** Alıntı **
Az önce evlerine geldik. Oğluma meyveli kefir verdi. Deden bunları bana aldı, dedi. Bana hiç sormadı bile. Canım çekti nedense. Saat 23. Bana karşı hep böyle. Bende mal gibi her akşam onlara yiyecek bir şeyler veriyorum.
13 yıldır kayınvalidemle altlı üstlü oturuyorum. Bir süre sonra delirdim. Ömür boyu tedavi göreceğim. Kayınvalidem sürekli eşiyle kavga ediyor ve onu boşanmakla, evden gitmekle tehdit ediyor. Adam engelli ve yaşlı. Kadın giderse adam direkt başıma kalacak yani. Çünkü eşim kendisine doğru düzgün babalık yapmadığı halde babasına çok düşkün. Eşimde normal değil. Kendinizi bir benim yerime koyar mısınız? 5 dakikada daralırsınız. Anlatacak çok şey var da insan buralarda bile anlatamıyor.

** Materyal **
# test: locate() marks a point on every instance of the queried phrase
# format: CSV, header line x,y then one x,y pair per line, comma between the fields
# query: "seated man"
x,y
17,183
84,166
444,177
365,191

** Talimatlarınız **
Alıntının "Az önce evlerine" sözcüklerini içeren yerle açılıp "buralarda bile anlatamıyor." ile kapanan bölümünü, "meyveli kefir" ifadesini "meyveli yoğurt" ile değiştirerek düzenleyin ve yeniden yazın.

** Sorunun Yanıtı **
Az önce evlerine geldik. Oğluma meyveli yoğurt verdi. Deden bunları bana aldı, dedi. Bana hiç sormadı bile. Canım çekti nedense. Saat 23. Bana karşı hep böyle. Bende mal gibi her akşam onlara yiyecek bir şeyler veriyorum.
13 yıldır kayınvalidemle altlı üstlü oturuyorum. Bir süre sonra delirdim. Ömür boyu tedavi göreceğim. Kayınvalidem sürekli eşiyle kavga ediyor ve onu boşanmakla, evden gitmekle tehdit ediyor. Adam engelli ve yaşlı. Kadın giderse adam direkt başıma kalacak yani. Çünkü eşim kendisine doğru düzgün babalık yapmadığı halde babasına çok düşkün. Eşimde normal değil. Kendinizi bir benim yerime koyar mısınız? 5 dakikada daralırsınız. Anlatacak çok şey var da insan buralarda bile anlatamıyor.